Exercise brief - Turn the lines of the data below into a numbered list, dropping any blank lines.

Stored entries -
= = = = = = =
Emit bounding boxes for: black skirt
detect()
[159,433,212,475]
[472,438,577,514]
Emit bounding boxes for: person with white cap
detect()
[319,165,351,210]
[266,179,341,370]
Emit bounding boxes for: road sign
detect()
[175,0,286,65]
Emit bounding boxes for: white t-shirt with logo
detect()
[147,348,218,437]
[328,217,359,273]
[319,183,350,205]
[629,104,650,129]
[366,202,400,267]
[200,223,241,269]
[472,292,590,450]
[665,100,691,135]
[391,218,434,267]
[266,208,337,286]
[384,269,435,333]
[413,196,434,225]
= = = = = = =
Task solution -
1. Emit bounding boxes for: black skirt
2. detect()
3. [159,433,212,475]
4. [472,438,577,514]
5. Emit bounding boxes for: person with white cap
6. detect()
7. [319,165,351,210]
8. [266,179,341,370]
9. Emit bounding boxes for: road sign
10. detect()
11. [175,0,286,65]
12. Emit bounding boxes for: white t-shirt with logo
13. detect()
14. [147,348,218,437]
15. [328,217,359,273]
16. [319,183,350,205]
17. [629,104,650,129]
18. [366,202,400,267]
19. [200,223,241,269]
20. [472,292,590,450]
21. [665,100,691,135]
22. [391,218,434,267]
23. [266,208,337,286]
24. [384,269,435,333]
25. [413,196,434,225]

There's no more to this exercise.